→ **Selected excerpt**:

Matt Bauder (born 1976) is an American jazz saxophonist, clarinetist and composer. He is the bandleader of the jazz trio Hearing Things, the jazz quintet Day in Pictures, and the modern doo-wop group White Blue Yellow & Clouds. He is a member of the long-form improvisation trio Memorize the Sky, jazz collective Ghost Train Orchestra, and was formerly a member of the touring lineups for Arcade Fire and Iron & Wine.

Early life and education
Bauder was born and raised in Ann Arbor, Michigan. He attended the University of North Texas in Denton, and earned a bachelor of fine arts in jazz and contemporary improvisation at the University of Michigan in Ann Arbor. He lived in Chicago from 1999 to 2001, where he was a part of the city's modern jazz and improvised music scene, and then attended graduate school at Wesleyan University in Middletown, Connecticut. There he studied under Anthony Braxton and received a master's degree in composition. He lived in Berlin for a year, and moved to New York City in 2005.

Career
In 2003, Bauder released his debut album, Weary Already of the Way, on . He followed that up in 2007 with the first album from his long-form improvisational jazz trio Memorize the Sky, featuring Bauder on saxophone, clarinet, bass clarinet and percussion, Zach Wallace on bass, vibraphone and percussion, and Aaron Siegel on drums and percussion. Bauder released two more albums with Memorize the Sky, in 2008 and 2010.

Bauder is the bandleader and plays saxophone and guitar in the jazz trio Hearing Things, with JP Schlegelmilch on organ and Vinnie Sperrazza on drums.

→ **Data records**:
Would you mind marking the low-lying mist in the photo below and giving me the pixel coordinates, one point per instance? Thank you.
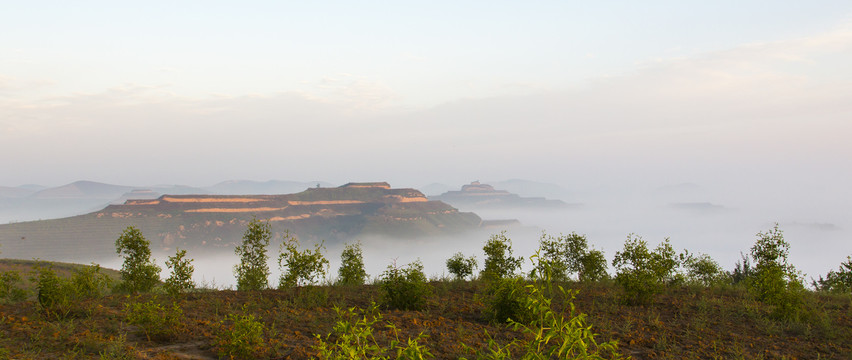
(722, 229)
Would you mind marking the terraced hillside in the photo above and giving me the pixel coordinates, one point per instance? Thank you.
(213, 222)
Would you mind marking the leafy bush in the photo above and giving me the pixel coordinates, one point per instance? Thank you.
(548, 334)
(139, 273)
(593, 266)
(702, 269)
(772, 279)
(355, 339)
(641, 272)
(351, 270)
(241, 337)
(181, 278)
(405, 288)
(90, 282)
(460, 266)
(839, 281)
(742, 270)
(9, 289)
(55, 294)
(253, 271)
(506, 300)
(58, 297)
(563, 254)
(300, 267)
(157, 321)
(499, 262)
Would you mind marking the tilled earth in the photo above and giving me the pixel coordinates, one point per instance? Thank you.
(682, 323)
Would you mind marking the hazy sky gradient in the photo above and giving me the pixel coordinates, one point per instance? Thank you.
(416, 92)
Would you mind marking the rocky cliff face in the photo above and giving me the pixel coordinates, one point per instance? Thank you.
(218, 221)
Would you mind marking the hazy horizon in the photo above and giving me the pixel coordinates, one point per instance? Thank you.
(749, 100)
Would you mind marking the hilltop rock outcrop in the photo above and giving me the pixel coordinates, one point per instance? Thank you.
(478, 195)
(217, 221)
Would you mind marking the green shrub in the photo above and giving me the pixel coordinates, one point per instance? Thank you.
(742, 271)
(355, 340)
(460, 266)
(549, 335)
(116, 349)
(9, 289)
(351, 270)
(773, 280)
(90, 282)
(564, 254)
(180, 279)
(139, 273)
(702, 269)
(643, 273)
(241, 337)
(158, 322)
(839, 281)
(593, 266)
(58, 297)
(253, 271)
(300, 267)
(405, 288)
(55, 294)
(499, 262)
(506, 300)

* * *

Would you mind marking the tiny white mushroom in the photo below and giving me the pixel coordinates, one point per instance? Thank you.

→ **Problem to solve**:
Can you copy out the entire Matt Bauder biography word for word? The material has no connection to the Matt Bauder biography.

→ **Exercise answer**:
Matt Bauder (born 1976) is an American jazz saxophonist, clarinetist and composer. He is the bandleader of the jazz trio Hearing Things, the jazz quintet Day in Pictures, and the modern doo-wop group White Blue Yellow & Clouds. He is a member of the long-form improvisation trio Memorize the Sky, jazz collective Ghost Train Orchestra, and was formerly a member of the touring lineups for Arcade Fire and Iron & Wine.

Early life and education
Bauder was born and raised in Ann Arbor, Michigan. He attended the University of North Texas in Denton, and earned a bachelor of fine arts in jazz and contemporary improvisation at the University of Michigan in Ann Arbor. He lived in Chicago from 1999 to 2001, where he was a part of the city's modern jazz and improvised music scene, and then attended graduate school at Wesleyan University in Middletown, Connecticut. There he studied under Anthony Braxton and received a master's degree in composition. He lived in Berlin for a year, and moved to New York City in 2005.

Career
In 2003, Bauder released his debut album, Weary Already of the Way, on . He followed that up in 2007 with the first album from his long-form improvisational jazz trio Memorize the Sky, featuring Bauder on saxophone, clarinet, bass clarinet and percussion, Zach Wallace on bass, vibraphone and percussion, and Aaron Siegel on drums and percussion. Bauder released two more albums with Memorize the Sky, in 2008 and 2010.

Bauder is the bandleader and plays saxophone and guitar in the jazz trio Hearing Things, with JP Schlegelmilch on organ and Vinnie Sperrazza on drums.